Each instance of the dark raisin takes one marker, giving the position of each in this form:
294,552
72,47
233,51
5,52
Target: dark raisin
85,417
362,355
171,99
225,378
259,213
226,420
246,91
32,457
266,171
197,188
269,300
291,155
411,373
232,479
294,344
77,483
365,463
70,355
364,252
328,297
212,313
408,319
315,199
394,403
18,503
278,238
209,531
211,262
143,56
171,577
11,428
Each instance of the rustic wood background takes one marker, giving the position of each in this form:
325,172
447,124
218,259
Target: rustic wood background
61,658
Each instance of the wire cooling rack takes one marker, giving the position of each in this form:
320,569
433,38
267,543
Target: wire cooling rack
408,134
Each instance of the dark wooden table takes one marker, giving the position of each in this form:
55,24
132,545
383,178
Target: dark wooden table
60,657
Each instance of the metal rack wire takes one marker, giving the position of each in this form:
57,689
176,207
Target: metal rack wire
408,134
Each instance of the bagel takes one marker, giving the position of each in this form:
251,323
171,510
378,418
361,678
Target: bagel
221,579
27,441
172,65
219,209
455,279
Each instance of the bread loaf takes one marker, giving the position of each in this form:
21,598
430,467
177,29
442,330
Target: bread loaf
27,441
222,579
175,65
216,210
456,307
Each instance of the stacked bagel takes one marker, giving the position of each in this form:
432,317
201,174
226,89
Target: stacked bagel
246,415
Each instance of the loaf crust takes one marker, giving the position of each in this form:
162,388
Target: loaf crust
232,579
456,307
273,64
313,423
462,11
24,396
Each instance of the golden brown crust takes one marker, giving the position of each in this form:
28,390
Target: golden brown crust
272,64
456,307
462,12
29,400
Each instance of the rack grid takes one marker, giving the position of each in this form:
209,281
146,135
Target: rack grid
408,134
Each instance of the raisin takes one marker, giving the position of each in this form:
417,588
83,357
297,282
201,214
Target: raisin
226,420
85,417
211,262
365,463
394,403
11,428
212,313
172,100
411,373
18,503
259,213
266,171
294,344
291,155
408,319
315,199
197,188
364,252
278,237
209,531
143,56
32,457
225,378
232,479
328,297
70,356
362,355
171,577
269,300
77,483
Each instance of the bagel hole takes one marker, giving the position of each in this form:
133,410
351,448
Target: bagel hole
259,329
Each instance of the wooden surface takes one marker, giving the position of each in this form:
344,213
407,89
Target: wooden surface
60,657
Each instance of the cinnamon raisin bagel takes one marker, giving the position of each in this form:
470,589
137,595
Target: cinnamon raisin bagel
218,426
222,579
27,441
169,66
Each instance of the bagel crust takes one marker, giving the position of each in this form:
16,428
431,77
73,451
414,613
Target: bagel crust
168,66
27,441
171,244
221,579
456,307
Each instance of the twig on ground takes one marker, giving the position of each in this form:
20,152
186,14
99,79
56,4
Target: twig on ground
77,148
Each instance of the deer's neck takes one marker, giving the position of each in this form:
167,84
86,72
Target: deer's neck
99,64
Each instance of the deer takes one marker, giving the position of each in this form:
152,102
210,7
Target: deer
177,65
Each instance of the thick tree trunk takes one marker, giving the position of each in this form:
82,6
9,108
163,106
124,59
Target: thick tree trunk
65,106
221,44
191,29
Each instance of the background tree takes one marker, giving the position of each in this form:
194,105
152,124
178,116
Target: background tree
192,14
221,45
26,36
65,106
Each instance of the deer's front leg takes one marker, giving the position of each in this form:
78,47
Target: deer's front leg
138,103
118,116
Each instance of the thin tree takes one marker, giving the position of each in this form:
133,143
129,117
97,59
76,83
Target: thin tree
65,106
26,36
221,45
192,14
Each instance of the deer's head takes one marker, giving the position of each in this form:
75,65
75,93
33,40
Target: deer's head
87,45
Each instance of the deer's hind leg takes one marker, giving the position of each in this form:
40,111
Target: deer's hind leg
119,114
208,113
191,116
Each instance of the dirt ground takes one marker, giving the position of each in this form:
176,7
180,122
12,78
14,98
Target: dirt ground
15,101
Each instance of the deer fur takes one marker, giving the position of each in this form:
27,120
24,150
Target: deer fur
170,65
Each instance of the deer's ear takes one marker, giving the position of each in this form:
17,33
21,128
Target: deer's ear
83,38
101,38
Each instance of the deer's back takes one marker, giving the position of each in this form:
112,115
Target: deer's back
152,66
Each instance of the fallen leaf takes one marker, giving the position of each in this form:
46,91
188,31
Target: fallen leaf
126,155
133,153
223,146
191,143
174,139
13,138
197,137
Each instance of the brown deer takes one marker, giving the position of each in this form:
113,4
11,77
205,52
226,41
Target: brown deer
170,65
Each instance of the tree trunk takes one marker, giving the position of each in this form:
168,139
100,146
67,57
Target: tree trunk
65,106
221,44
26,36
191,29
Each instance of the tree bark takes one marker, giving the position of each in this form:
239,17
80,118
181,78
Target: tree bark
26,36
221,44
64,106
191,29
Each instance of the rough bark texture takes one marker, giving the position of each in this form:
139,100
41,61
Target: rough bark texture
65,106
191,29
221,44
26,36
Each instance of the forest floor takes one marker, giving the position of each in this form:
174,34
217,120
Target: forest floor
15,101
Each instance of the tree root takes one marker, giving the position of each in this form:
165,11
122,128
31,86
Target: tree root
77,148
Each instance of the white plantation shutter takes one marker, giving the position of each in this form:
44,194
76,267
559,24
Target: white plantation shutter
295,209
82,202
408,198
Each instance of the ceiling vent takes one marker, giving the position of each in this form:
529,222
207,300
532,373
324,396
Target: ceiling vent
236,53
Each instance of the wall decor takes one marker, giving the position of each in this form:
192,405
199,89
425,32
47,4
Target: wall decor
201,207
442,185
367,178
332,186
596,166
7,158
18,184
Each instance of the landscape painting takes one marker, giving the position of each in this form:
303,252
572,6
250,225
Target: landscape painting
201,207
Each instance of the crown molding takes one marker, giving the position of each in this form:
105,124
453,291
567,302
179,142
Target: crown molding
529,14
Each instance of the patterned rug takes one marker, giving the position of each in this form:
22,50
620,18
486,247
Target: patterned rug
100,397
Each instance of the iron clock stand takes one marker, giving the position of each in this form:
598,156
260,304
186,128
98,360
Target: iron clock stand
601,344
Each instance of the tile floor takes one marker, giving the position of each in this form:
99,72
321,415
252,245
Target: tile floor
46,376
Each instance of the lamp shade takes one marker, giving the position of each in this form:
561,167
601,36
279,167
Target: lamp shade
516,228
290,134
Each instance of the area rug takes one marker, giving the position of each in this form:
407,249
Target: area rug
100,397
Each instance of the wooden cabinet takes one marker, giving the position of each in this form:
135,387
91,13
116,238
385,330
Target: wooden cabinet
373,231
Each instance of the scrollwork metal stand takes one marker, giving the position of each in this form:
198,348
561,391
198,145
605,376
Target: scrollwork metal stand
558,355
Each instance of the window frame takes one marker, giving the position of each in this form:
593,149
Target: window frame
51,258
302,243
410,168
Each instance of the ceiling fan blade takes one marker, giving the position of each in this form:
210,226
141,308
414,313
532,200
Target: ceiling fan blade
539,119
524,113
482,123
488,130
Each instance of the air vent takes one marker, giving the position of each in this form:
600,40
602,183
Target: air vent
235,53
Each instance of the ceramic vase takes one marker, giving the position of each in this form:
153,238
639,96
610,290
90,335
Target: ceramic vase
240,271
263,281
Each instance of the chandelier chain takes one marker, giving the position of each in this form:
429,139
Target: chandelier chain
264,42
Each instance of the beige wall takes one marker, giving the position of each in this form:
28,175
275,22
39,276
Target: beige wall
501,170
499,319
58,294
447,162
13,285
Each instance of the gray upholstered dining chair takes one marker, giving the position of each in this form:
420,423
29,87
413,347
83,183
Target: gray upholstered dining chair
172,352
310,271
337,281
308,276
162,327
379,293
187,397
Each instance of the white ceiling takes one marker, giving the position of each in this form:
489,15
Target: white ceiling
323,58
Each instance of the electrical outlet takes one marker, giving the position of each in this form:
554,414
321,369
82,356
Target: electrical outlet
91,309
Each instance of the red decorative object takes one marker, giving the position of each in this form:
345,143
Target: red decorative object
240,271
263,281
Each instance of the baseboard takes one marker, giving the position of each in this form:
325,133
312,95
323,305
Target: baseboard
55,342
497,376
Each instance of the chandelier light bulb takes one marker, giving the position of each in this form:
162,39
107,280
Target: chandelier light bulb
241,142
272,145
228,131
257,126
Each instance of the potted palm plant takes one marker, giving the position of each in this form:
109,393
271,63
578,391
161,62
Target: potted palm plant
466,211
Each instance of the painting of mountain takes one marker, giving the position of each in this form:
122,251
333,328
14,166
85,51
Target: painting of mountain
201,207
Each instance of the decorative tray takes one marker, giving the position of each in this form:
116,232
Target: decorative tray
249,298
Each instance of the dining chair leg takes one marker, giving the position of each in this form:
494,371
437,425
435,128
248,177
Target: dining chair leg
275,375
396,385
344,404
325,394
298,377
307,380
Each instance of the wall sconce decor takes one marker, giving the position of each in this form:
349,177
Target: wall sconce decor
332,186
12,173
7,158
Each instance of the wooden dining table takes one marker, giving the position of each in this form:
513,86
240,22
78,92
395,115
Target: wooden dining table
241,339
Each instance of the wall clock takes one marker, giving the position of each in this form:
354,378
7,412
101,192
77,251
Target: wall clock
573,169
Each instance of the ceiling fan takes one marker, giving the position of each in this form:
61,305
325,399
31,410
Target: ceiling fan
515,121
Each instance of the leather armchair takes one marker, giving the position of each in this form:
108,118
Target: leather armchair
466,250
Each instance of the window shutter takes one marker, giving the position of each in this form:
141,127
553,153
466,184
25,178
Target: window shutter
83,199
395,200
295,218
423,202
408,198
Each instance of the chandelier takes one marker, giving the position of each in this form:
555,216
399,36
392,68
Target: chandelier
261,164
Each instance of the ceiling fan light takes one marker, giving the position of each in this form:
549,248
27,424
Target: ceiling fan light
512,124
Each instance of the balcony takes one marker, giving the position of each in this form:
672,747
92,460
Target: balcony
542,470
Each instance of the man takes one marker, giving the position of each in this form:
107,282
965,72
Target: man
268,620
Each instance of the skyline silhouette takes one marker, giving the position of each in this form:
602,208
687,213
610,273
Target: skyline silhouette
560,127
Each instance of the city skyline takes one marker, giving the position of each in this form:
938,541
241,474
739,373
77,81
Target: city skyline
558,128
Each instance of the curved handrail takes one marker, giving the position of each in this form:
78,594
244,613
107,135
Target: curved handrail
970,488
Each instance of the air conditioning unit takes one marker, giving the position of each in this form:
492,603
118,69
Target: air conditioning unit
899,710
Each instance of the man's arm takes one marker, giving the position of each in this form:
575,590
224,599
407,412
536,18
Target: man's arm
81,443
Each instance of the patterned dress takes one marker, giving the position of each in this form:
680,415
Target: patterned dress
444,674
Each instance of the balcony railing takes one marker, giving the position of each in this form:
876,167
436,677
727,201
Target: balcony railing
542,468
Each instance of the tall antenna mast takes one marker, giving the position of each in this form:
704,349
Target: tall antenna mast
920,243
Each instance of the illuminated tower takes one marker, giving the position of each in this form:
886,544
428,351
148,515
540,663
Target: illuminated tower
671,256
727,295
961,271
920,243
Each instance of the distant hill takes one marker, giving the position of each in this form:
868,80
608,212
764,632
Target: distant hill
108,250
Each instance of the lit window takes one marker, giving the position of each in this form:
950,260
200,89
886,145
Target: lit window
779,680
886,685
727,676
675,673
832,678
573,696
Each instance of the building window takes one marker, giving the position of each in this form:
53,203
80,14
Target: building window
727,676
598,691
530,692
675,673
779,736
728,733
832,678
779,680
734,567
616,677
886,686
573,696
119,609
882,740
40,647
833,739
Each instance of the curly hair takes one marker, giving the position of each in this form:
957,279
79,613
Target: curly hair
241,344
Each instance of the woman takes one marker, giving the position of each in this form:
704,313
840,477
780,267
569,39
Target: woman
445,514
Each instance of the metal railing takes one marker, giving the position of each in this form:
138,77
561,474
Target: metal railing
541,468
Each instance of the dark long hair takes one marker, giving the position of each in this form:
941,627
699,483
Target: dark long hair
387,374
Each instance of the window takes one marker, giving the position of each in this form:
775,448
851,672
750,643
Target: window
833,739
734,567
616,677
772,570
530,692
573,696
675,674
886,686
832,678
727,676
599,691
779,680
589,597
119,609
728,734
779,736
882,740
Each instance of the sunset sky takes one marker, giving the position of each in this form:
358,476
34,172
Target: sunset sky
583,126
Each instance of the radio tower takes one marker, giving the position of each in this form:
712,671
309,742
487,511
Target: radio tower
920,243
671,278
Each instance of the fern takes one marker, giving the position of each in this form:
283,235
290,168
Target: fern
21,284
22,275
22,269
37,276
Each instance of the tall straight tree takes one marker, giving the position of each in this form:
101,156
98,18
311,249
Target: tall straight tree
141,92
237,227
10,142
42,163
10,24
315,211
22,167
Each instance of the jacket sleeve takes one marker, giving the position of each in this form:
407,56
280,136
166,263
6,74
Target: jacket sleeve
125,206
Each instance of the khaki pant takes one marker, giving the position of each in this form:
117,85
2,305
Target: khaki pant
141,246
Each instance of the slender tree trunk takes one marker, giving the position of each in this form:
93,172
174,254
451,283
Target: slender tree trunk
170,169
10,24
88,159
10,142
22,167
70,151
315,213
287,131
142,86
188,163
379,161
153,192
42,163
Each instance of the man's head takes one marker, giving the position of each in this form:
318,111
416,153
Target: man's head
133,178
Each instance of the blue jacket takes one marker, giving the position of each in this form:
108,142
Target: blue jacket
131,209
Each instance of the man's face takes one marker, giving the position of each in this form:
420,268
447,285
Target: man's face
#####
— STATED GOAL —
Copy out every line from the one containing "Each instance of the dark long" to the end of the material, both ends included.

— FINAL RESULT —
Each instance of the dark long hair takes one marker, giving the position of each in this form:
941,627
699,483
Target: dark long hair
387,374
Each instance of the window takes one marker, giving the position of each in this form:
775,448
851,672
750,643
Target: window
833,739
734,567
616,677
772,570
530,692
573,696
675,674
886,686
832,678
727,676
599,691
779,680
589,597
119,609
728,734
779,736
882,740
Each instance of the sunset sky takes one marker, giving the position of each in this form:
358,476
34,172
Target: sunset sky
583,126
Each instance of the radio tower takes one marker, giving the position of each in this form:
712,671
309,742
487,511
Target: radio tower
920,243
671,278
Each instance of the fern takes one marker, giving the position of each in this form:
283,235
290,168
Target: fern
21,284
22,275
22,269
37,276
Each instance of the tall straight tree takes one marker, giving the position of each in this form:
101,156
98,18
311,249
Target: tall straight tree
141,92
237,227
10,142
42,163
10,24
315,211
22,167
Each instance of the jacket sleeve takes one marker, giving the position of each in this form:
407,56
280,136
166,263
6,74
Target: jacket sleeve
125,206
Each instance of the khaki pant takes one marker, giving the position of each in this form:
117,85
2,305
Target: khaki pant
141,246
Each instance of the slender tree trunk takes one marker, giving the position of each in this form:
93,172
174,254
451,283
Target: slender tree trunk
170,169
10,24
88,159
10,142
22,167
70,151
315,213
287,131
142,86
188,163
379,161
153,192
42,163
Each instance of the man's head takes one marker, giving the position of each in this form:
318,111
416,153
Target: man's head
133,178
Each instance of the blue jacket takes one marker, giving the position of each in this form:
108,142
Target: blue jacket
131,209
Each instance of the man's face takes one marker, giving the position of each in this form:
420,268
447,285
Target: man's face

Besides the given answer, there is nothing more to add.